• [Challenge]
Please reproduce the data below word for word, leaving out the pictures.

===== Supplied material

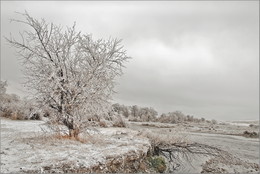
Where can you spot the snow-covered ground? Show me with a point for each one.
(25, 148)
(242, 153)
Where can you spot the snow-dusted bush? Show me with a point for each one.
(69, 72)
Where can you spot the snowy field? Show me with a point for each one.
(25, 148)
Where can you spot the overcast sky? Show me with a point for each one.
(201, 57)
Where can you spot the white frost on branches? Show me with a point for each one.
(71, 72)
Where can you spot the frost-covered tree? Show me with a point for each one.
(70, 72)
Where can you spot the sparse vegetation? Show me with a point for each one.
(157, 163)
(71, 73)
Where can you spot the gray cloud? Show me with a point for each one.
(198, 57)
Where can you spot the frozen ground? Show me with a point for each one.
(24, 148)
(242, 153)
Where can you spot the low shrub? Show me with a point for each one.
(157, 163)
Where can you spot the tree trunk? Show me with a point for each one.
(74, 133)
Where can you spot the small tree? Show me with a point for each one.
(71, 73)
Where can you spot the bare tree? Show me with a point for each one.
(71, 73)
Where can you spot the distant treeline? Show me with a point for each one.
(149, 114)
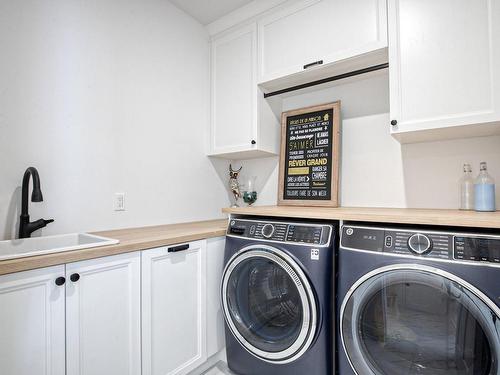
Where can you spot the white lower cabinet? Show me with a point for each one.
(32, 323)
(174, 309)
(103, 326)
(84, 318)
(215, 318)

==========

• [Task answer]
Where can you spot the snow-covered ground? Show me with a point for each one.
(25, 148)
(242, 153)
Where can you spot the snow-dusted bush? Show me with a point for each one.
(69, 72)
Where can you spot the snowy field? Show me with a point for each one.
(25, 148)
Where can you spot the overcast sky? Show me with a point for each one.
(201, 57)
Where can you spot the white frost on branches? Show me with a point for each one.
(71, 72)
Where can you spot the frost-covered tree? Show me with a point for each one.
(70, 72)
Where can you spot the sparse vegetation? Show me with a point for each one.
(157, 163)
(71, 73)
Where can you spot the gray cloud? Show me with a point for each one.
(198, 57)
Where can you spot the frozen ground? Show me with a point for each one.
(24, 148)
(242, 153)
Where can you spot the low shrub? Show me with a point for each one.
(157, 163)
Where can you spot the tree trunk? Show me with a point for each one.
(74, 133)
Where can you spot the small tree? Show me with a point for each one.
(71, 73)
Where can you spot the bare tree? Show me with a point for each one.
(71, 73)
Where can you spot the distant treeline? Show me with a point for each one.
(149, 114)
Where can you spot the white lower cabinet? Show me with a point for each one.
(32, 323)
(174, 309)
(103, 326)
(84, 318)
(215, 318)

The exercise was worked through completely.